## Text extract
Solana's Gulf stream A primer
Table Of Content
Introduction
What is mempool
How mempools propagated on-chains
Innovation of gulfstream
How Gulfstream works
Advantages and disadvantages of Gulfstream
Conclusion
Further resources
Introduction
Solana is the fastest and permissionless blockchain in the world because of its innovative design and core technology protocols that set it apart from other L1 blockchains.
It is famous for its cheaper transaction fees, fast transaction confirmations, and scalability, allowing it to rise above other blockchains in just a few years.
Its innovative approach to scaling, network management and faster TX confirmation make it a great choice for developers and consumers.
How Solana handles pending transactions, is a major contributor to its performance. it maintains a fully functional and performant network even under heavy loads through its mempool-less
management solution.
Solana does not have a regular mempool
like most blockchains. Instead, it uses the groundbreaking Gulf Stream protocol
. In this post, we will look at how Gulf Stream helps to optimize Solana's performance in managing transactions and improving scalability.
What is Mempool
A mempool in blockchain technology is a temporary place where transactions are stored when waiting to be confirmed. At its base, mempool is simply a list of transactions that have been posted to (transmitted across) the network but not yet included in any block.
You can see the Bitcoin and Ethereum mempools live right now.
Btc mempool for (~30 days)
Ethereum mempool for (~30 days)
Ethereum time series
For Bitcoin and Ethereum, the number of unconfirmed transactions is typically on the order of 25k-100k as shown above. The size of the mempool — which is most often measured as the number of unconfirmed transactions — depends on supply and demand for blockspace. Even in these early days of the blockchain era, that results in significant bottleneck effects on entire networks when the mempool rises.
How mempools propagated on-chains
Mempools in Ethereum and Bitcoin are propagated between random nodes in a peer-to-peer fashion using a gossip protocol. Nodes in the network periodically construct a bloom filter representing a local mempool and request any transactions that do not match that filter (along with a few others such as a minimal fee) from other nodes on the network. Propagation of a single transaction to the rest of the network will take at least log(N) steps, and consume bandwidth, memory and computational resources required to filter it.

## What the task requires
According to the Gulf Stream primer, what three things is Solana famous for? Rely only on the Gulf Stream primer above.

## Information provided
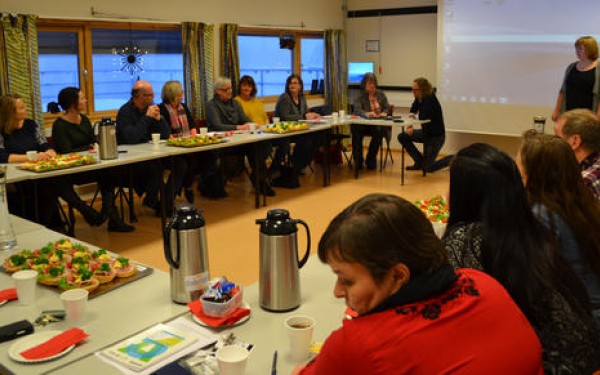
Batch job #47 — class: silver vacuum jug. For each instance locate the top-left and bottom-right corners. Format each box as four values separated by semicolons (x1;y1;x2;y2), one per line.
256;209;310;311
98;117;119;160
164;205;210;303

## Task output
Cheaper transaction fees, fast transaction confirmations, and scalability.